Here we are, at the end of a short month and what a ride it has been these last few days of business.  Things certainly have busted loose in the indices, where we’re seeing the largest ranges of the year.  This type of volatility makes for a higher risk/reward environment.  With that in mind, it’s important we have levels in mind as guideposts to the overall context and stance of market participants.

Clearly the most important level to keep in mind today is 1516.  This price level is the confluence of the selloffs VPOC, yesterday’s rally VPOC, and where we closed out the session.  Both forces have made themselves known near this range, and who wins out the battle going forward gives us insight into who is best dictating the direction of this tape, the buyers or the sellers.

——

## Directions for this task
Rewrite the paragraph of the market commentary that begins "Clearly the most important level" as a short bulleted list that keeps its main facts. The rows that come next have no connection to the market commentary.

Entries for locating named things
——

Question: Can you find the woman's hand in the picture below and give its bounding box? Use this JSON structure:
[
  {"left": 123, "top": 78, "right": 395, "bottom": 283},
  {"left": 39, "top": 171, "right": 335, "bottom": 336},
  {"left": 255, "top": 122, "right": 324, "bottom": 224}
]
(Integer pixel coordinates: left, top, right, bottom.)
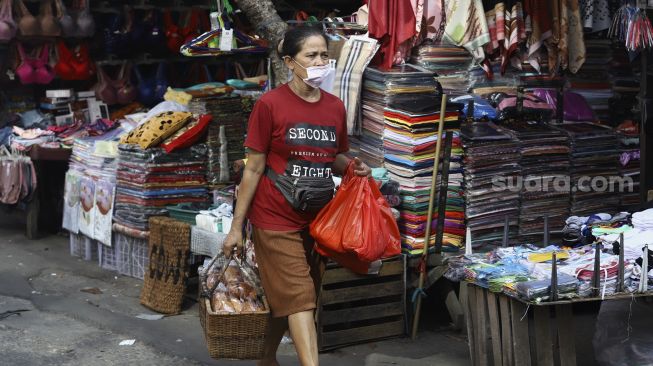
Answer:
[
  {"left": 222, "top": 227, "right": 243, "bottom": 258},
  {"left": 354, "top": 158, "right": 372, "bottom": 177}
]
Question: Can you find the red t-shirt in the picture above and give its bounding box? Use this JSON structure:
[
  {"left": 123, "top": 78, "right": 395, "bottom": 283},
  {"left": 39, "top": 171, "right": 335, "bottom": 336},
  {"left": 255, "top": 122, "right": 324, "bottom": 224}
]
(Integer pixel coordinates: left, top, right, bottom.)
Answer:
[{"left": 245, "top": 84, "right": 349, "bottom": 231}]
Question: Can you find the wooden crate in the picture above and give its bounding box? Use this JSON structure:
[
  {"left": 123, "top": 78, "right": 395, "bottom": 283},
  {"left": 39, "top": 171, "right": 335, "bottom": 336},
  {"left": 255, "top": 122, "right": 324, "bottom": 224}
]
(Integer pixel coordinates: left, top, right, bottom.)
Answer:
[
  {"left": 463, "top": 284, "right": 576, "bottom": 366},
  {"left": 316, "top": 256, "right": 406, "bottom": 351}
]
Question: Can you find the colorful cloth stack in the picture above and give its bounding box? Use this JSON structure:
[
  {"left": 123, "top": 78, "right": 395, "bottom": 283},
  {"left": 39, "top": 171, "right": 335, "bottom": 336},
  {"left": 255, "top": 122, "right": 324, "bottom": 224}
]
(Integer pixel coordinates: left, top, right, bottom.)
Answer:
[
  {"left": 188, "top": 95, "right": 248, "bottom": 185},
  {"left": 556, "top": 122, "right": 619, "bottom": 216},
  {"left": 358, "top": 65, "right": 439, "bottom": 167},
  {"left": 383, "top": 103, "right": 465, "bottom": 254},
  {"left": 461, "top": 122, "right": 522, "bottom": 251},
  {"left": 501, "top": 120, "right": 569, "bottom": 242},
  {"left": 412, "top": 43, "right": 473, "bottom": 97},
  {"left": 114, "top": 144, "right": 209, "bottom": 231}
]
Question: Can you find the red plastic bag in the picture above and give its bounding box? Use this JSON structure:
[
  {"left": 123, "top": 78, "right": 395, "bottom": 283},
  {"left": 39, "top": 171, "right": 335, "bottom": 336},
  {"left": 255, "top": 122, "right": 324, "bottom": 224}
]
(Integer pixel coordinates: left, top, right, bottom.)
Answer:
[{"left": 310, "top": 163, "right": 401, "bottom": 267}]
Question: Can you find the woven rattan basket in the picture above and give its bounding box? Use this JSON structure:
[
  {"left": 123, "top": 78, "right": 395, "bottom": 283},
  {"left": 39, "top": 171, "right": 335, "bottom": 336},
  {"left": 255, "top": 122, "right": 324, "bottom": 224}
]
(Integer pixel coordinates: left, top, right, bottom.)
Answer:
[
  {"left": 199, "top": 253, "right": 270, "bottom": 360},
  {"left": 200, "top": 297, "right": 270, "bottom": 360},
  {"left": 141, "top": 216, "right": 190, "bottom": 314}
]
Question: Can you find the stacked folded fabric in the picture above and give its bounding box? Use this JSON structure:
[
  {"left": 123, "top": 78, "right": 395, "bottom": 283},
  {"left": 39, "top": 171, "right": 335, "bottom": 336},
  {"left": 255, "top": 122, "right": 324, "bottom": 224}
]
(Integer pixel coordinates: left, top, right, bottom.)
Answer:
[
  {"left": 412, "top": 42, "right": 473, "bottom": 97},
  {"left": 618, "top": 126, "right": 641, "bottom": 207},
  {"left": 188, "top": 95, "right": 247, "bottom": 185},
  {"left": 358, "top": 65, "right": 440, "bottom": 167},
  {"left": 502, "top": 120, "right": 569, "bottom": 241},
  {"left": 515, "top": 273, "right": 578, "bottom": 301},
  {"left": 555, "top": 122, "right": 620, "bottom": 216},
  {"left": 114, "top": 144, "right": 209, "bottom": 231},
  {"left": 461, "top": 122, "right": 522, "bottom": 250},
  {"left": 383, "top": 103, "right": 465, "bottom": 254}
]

——

## Correct response
- The most important level today is 1516.
- It is where three things meet: the selloff's VPOC, yesterday's rally VPOC, and the session's close.
- Both forces have shown themselves near this range.
- Whichever side wins the battle here will show whether buyers or sellers are best dictating the direction of the tape.